Given exercise A — Can you rewrite the outline-labeling entries below with "living room" changed to "dining room" everywhere it occurs and nothing else altered? Leave the pictures out of your answer.

Accessibility and Restrictions - Choosing Powder Bed-type, Selective Laser Sintering (SLS):

2. Introduction

2.5 Choosing Powder Bed-type, Selective Laser Sintering (SLS):

2.5.4 Accessibility and Restrictions

Shapeways, Inc. is a 3D printing services company, possessing an EOSINT P760 at one of its production centres, based in Eindhoven, The Netherlands, geared towards large objects.

When the author worked there in 2012 and discovered the size of that machine, it was the moment of questioning the possibility of 3D printing a tennis racket.

Due to the company’s decision, the maximum production dimension was constrained to 650 mm x 350 mm x 550 mm (Shapeways, Inc., 2015), and the only material available to print for the machine was/is Nylon PA 2200.

22 2.6 Solid Modelling (SM):

2.6.1 SM, Defined

Solid modelling is a form of computer-aided design for creating, shaping, moving, and manipulating lines, profiles, surfaces, vertices, edges, bodies, and other geometric shapes, with a digital toolset in a computer graphic-based spatial environment, with references to scales, dimensions, material types, and mathematical formulae, to create a graphical representation of a desired, real-world, and producible physical object or part (either stand alone, or for assembly purposes), while being able to add comments or instructions about the part, and animation, for better contextual understanding and feedback when demonstrating.

2.6.2 Two Methods of SM

The two most known methods of SM are Constructive Solid Geometry (CSG) and Boundary Representation (Brep):

CSG uses primitives forms such as prisms, spheres, cylinders, cones, while Boolean operations such as unions, subtractions, and intersections, define the output of the overlapping forms.

Brep methods are based on wireframe profiles, either made of straight lines, curves, or splines.

From there, the profile can be extruded, swept, revolved, lofted, or skinned, affecting the model’s form. Boolean operations can be used on profiles, and solids can be generated from these profiles.

Sewing operations allow for surfaces to be combined, making more intricate shapes.

As each method has its own strengths and weaknesses on their own, most makers of solid modelling software have performed a Boolean operation on these two methods to combine them, to get the best from each method, to enhance the experience of solid modelling for designers and makers. (Marr, 1996)

2.6.3 CAD Applications

Many applications are available, as open-source or commercially. Dassault Systèmes Solidworks 2015 is widely used, which the author had access to.

3. Method

The results are a summation of the methods applied from collected information. This is how the results were obtained:

3.1 Prior to racket design

- Through work experience as a Production Planner in 2012 for three months, seen in Figure 18, learning about design rules set by the company to ensure that customers’ printed objects were successful:

Figure 18: From Top Left, Clockwise: Production Planning; cleaning after printing; pearl Blasting to Remove Excess Powder; Air-Blasting cleaning (Julian Kollataj, 2012)

Working data —
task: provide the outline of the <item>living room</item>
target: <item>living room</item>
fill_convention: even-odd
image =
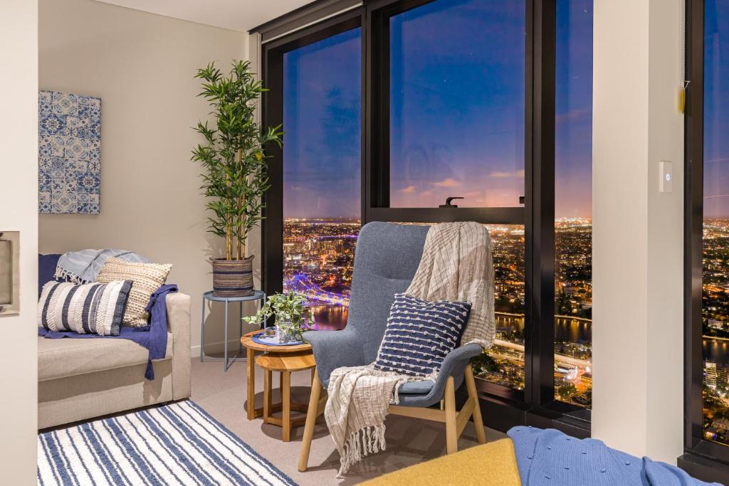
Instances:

Given exercise B — What comes next in the write-up on 3D printing a tennis racket? Pick it up after its last line.

Expected output A —
task: provide the outline of the <item>dining room</item>
target: <item>dining room</item>
fill_convention: even-odd
image =
Instances:

Expected output B —
- Through university courses understanding aspects of strength of materials;

- Learning about the EOSINT P760 machine’s production dimensions, the material it uses, as well as reading through design guidelines on EOS’s documents;

- Reading articles and literature found on the Internet to understand how 3D printing works, the different types, and the basic premise of how SLS works, and the Internet using search engine notifications relating to 3d printing advancements;

- Understanding a standard tennis racket’s dimension range, set by the International Tennis Federation, by reading information on their website;

- Understanding the history of tennis racket production through the International Tennis Federation (ITF) website;

- Traveling to interview the ITF Technical Manager in London, receiving documentation of Dunlop’s past efforts to produce carbon-reinforced plastic-molded tennis racket, as well as transcribing relevant parts of the interview (see 8.1 in the Appendix). These are images of the interview:

Figure 19: Interviewing ITF Technical Manager James Capel-Davies (Julian Kollataj, 2015)

Figure 20: Dunlop Injection-moulded racket (Julian Kollataj, 2015)

Figure 21: Receiving and inspecting document of 1980s Dunlop racket (Julian Kollataj, 2015)

- Taking measurements from the author’s own tennis racket, and of other rackets;

- Understanding primitive shapes and the ellipse’s characteristics through specific Internet pages, documents, and online books;

25 3.2 Designing the rackets – applications / software / services used

1. In Microsoft Excel (Appendices contains data):

Calculations were made of lengths of throat and handle, depending on input measurements for iteration purposes, and on wanted racket face area; calculations of conversation for max and min dimensions – inches to millimeters; string pattern values and calculation

2. Designing the multi-part racket in Dassault Systèmes’ Solidworks 2015/16 (the feature trees, dimensions, and calculations can be found in the Appendices):

1. Basic Assembly Design

i. Main racket frame (“FTIH”) 1. The Head;

2. The Throat;

3. The Shaft;

4. The Outer grip, to get the Inner Handle/Grip shape 5. Split Inner Handle/Grip into separate part and file ii. The Outer grip(s)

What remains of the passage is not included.